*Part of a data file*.
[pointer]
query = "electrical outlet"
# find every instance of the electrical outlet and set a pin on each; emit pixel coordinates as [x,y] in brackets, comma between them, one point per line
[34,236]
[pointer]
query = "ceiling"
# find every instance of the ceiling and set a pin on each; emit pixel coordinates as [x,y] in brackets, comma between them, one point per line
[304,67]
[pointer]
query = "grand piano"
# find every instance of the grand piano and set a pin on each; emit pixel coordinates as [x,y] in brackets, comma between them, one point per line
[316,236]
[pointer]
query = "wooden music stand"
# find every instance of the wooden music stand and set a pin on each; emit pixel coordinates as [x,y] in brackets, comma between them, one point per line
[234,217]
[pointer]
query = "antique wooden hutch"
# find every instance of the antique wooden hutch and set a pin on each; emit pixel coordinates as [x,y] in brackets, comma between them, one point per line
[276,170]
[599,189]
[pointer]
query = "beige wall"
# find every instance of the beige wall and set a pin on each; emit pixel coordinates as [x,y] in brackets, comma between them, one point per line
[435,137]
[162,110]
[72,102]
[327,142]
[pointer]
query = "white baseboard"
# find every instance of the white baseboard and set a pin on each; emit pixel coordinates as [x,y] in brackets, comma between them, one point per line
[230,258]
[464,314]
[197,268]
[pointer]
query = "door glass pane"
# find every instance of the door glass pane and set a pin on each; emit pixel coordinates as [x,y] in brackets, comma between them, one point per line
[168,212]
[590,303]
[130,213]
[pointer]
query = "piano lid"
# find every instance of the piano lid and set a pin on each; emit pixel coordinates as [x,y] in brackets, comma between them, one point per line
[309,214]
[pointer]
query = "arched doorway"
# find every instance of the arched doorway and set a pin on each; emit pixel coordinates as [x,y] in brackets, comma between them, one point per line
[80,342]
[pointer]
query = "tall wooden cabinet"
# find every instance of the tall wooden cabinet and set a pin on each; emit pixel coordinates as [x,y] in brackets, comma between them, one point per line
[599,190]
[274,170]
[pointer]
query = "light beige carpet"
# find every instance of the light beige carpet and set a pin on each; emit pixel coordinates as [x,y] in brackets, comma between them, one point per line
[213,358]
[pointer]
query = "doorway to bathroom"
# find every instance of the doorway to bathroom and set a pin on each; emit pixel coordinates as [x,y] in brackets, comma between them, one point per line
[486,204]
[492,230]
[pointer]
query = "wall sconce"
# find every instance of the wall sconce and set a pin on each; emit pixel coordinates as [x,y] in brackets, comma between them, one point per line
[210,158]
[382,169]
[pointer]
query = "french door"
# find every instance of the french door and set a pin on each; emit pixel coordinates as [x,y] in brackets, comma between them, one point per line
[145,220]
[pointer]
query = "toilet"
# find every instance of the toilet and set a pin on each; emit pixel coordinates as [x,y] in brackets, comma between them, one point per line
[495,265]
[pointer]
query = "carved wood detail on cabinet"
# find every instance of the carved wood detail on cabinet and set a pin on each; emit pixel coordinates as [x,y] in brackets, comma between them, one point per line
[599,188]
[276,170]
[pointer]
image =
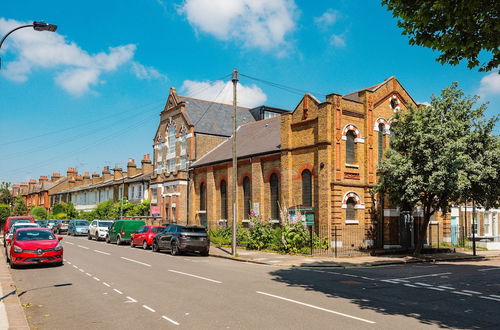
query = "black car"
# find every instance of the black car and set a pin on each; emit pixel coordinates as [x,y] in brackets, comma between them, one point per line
[180,239]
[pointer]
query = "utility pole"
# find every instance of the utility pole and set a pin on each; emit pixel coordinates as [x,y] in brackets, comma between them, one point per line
[235,162]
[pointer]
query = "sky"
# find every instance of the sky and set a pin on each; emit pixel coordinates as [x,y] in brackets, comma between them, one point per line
[89,95]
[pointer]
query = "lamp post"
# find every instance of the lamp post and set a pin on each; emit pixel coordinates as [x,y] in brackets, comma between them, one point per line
[37,26]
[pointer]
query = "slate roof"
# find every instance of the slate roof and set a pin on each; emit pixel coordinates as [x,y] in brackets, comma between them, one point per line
[257,138]
[214,118]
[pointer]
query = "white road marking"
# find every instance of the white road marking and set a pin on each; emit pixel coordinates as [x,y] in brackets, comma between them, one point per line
[138,262]
[473,292]
[106,253]
[488,269]
[200,277]
[169,320]
[149,308]
[420,276]
[315,307]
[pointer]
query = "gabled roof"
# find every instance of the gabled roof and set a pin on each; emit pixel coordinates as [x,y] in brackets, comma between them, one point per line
[214,118]
[252,139]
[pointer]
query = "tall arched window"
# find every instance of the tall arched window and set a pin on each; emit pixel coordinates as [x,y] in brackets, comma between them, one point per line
[350,152]
[306,188]
[275,196]
[350,212]
[223,200]
[381,128]
[247,197]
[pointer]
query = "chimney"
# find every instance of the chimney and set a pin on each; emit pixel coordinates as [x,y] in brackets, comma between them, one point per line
[95,178]
[118,174]
[55,176]
[147,167]
[86,178]
[131,167]
[106,174]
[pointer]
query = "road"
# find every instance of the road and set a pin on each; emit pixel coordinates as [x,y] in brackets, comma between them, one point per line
[104,286]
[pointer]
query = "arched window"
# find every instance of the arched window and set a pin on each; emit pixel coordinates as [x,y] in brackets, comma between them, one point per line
[247,197]
[350,212]
[223,200]
[275,196]
[381,128]
[306,188]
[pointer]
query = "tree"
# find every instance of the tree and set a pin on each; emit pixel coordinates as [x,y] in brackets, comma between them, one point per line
[39,213]
[460,29]
[20,207]
[429,161]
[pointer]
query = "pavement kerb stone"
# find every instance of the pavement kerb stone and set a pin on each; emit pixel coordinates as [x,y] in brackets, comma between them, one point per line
[15,313]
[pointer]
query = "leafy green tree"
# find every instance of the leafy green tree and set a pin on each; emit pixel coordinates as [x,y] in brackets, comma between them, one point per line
[20,207]
[39,213]
[460,29]
[429,161]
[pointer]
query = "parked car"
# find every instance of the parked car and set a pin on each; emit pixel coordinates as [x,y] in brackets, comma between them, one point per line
[144,236]
[78,227]
[42,223]
[98,229]
[31,246]
[180,239]
[12,220]
[121,230]
[60,227]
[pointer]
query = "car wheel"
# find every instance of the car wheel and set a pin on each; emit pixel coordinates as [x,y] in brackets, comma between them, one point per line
[155,247]
[174,249]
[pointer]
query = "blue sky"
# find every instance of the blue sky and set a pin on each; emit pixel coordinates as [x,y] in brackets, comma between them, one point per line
[90,95]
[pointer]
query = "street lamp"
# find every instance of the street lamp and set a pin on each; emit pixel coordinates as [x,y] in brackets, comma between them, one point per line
[37,26]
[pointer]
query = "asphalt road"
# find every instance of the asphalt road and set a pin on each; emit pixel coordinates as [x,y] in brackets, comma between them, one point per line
[104,286]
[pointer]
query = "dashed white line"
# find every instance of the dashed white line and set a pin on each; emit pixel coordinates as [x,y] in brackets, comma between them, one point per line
[149,308]
[138,262]
[473,292]
[102,252]
[196,276]
[170,320]
[316,307]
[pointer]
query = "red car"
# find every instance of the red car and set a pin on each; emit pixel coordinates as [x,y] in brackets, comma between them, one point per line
[30,246]
[144,236]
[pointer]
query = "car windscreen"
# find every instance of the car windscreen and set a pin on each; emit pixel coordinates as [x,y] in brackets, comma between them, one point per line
[192,229]
[81,223]
[34,235]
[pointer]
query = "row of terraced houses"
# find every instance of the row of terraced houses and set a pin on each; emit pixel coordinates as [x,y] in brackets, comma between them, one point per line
[320,158]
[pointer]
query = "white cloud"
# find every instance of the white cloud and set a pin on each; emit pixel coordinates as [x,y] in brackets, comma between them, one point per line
[260,24]
[328,18]
[221,91]
[490,84]
[337,41]
[77,70]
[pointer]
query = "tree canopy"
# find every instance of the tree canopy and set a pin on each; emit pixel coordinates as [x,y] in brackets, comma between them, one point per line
[438,154]
[459,30]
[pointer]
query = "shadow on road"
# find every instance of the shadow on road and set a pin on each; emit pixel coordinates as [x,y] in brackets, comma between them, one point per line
[444,309]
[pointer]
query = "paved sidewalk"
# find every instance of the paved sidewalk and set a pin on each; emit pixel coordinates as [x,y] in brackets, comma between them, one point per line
[11,313]
[277,259]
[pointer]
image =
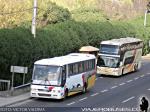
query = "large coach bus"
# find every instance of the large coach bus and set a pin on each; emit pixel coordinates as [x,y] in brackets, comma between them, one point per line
[119,56]
[63,76]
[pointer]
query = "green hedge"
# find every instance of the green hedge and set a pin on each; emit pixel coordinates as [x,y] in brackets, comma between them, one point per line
[18,47]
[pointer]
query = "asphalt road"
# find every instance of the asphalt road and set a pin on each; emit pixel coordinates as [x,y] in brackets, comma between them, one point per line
[108,93]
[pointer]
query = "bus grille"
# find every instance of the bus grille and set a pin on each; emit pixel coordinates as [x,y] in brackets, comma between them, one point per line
[41,94]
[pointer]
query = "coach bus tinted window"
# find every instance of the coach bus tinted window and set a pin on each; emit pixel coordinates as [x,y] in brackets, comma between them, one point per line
[42,72]
[104,61]
[109,49]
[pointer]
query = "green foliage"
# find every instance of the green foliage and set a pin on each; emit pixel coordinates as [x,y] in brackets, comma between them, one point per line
[55,14]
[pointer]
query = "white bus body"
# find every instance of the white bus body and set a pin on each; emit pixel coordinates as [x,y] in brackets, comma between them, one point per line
[119,56]
[63,76]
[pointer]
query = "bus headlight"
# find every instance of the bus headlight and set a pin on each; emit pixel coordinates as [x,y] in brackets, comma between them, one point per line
[33,89]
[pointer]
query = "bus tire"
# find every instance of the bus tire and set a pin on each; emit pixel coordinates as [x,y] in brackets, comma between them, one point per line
[122,71]
[136,67]
[84,88]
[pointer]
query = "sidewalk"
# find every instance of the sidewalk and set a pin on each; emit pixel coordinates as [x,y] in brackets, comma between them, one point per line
[146,56]
[12,99]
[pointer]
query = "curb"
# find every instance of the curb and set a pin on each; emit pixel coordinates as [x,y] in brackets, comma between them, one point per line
[15,102]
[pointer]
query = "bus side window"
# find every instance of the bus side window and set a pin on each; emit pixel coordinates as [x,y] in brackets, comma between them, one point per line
[63,75]
[70,69]
[129,60]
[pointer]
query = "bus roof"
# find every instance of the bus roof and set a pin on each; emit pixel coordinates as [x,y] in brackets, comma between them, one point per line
[67,59]
[121,41]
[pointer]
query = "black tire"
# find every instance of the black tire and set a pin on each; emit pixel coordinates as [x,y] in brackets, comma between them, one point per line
[136,67]
[122,71]
[66,94]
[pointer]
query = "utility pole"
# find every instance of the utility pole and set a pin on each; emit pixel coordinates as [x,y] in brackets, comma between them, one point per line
[34,18]
[145,18]
[146,12]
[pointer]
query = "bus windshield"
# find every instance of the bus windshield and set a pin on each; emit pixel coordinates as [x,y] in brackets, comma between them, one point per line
[46,72]
[109,49]
[105,61]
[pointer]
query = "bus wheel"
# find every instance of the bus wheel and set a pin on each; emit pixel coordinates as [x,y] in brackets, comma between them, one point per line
[122,71]
[135,67]
[84,88]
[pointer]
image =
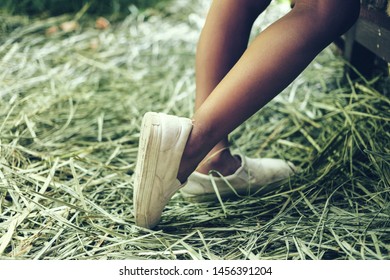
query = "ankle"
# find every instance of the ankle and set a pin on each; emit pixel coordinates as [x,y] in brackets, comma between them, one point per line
[221,161]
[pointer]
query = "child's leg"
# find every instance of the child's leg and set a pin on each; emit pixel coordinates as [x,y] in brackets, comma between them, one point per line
[223,40]
[275,58]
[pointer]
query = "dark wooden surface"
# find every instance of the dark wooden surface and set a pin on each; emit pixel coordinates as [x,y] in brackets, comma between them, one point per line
[367,45]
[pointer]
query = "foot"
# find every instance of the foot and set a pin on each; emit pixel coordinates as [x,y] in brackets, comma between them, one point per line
[253,177]
[162,142]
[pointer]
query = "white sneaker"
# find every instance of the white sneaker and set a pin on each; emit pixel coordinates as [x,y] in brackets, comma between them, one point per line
[162,141]
[255,176]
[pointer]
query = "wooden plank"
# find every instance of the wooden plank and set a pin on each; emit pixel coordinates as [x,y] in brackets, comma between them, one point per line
[374,37]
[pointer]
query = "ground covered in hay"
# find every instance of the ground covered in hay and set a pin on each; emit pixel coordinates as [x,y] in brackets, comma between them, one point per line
[71,104]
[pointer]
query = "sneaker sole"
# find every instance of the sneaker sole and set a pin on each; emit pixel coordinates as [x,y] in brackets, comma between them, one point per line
[149,146]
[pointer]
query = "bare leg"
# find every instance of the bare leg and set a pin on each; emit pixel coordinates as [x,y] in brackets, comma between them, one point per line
[275,58]
[223,40]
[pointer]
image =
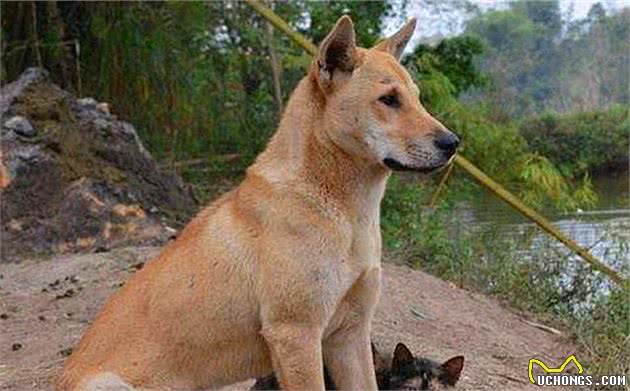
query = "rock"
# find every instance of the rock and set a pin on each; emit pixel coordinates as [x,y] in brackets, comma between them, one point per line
[84,183]
[88,102]
[21,126]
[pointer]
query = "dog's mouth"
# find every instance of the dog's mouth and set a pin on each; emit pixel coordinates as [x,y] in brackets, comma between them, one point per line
[395,165]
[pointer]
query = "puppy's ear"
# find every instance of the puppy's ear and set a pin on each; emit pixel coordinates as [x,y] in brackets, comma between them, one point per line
[337,52]
[395,45]
[453,368]
[402,357]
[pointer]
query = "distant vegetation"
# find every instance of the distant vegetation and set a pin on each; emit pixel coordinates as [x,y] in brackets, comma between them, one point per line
[541,104]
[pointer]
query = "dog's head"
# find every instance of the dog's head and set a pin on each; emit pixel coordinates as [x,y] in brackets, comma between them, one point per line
[372,109]
[411,373]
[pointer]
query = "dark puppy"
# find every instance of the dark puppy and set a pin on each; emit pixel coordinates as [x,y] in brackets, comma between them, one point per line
[403,372]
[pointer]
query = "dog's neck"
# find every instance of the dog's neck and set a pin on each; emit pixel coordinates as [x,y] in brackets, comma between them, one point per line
[302,150]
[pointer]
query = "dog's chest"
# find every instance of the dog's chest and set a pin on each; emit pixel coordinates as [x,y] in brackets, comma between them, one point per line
[365,249]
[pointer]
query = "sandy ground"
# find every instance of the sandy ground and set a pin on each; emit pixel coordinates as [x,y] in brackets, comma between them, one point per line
[46,305]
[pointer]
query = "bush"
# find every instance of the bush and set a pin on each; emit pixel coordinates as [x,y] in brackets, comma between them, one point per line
[581,143]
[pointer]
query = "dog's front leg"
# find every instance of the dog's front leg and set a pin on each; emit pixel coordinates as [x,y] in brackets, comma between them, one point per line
[347,351]
[348,357]
[296,353]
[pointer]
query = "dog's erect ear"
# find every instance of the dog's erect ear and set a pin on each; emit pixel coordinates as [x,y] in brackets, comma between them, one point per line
[453,368]
[337,52]
[395,45]
[402,357]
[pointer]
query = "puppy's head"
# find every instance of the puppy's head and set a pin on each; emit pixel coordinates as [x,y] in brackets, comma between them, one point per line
[372,109]
[411,373]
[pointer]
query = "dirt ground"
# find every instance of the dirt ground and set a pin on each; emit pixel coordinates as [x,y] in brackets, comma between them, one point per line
[46,305]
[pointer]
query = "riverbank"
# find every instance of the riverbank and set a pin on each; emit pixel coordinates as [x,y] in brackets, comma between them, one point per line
[46,306]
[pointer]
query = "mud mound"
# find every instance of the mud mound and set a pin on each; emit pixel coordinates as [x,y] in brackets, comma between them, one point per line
[75,178]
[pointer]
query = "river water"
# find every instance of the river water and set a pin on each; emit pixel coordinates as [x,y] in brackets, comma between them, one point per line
[604,229]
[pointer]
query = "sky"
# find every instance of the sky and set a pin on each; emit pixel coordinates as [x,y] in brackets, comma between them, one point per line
[444,18]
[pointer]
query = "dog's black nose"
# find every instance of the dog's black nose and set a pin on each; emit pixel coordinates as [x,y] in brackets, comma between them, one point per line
[447,141]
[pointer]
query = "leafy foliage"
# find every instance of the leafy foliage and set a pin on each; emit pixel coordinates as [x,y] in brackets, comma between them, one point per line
[581,143]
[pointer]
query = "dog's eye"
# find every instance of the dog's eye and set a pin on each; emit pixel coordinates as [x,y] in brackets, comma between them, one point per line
[390,100]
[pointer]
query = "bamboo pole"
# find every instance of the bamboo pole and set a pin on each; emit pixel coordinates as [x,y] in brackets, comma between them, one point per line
[470,168]
[441,185]
[542,222]
[281,25]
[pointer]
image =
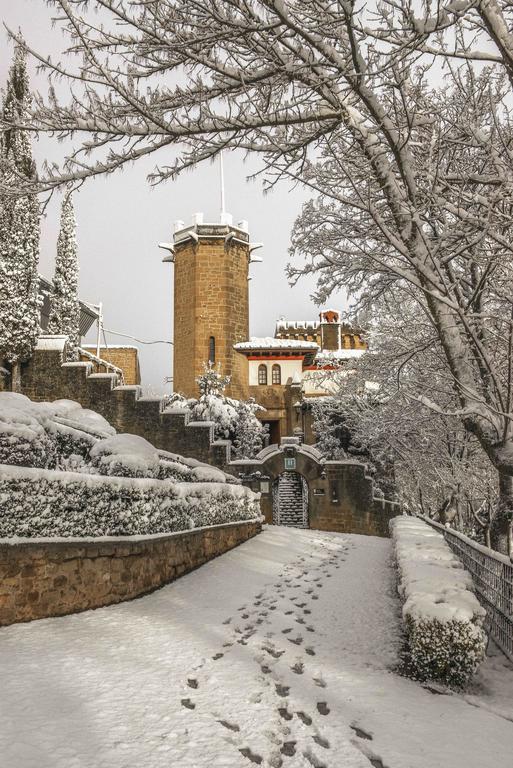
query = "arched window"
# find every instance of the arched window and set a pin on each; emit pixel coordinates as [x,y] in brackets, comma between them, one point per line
[262,374]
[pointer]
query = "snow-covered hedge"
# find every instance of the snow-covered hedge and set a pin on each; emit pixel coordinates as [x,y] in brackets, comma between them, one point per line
[63,435]
[41,502]
[443,618]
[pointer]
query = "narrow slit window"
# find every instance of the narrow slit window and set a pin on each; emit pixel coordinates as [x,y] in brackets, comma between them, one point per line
[262,374]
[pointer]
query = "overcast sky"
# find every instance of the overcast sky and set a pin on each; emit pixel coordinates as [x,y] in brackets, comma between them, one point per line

*Task statement*.
Extract every line of the data above that contains the word "gabled", matching case exactly.

*Output for this exercise*.
query = "gabled roof"
# find every instance of the gabled roof and set a pin on each; emit pixel coordinates as [x,y] in brackets, comma between them, one point per line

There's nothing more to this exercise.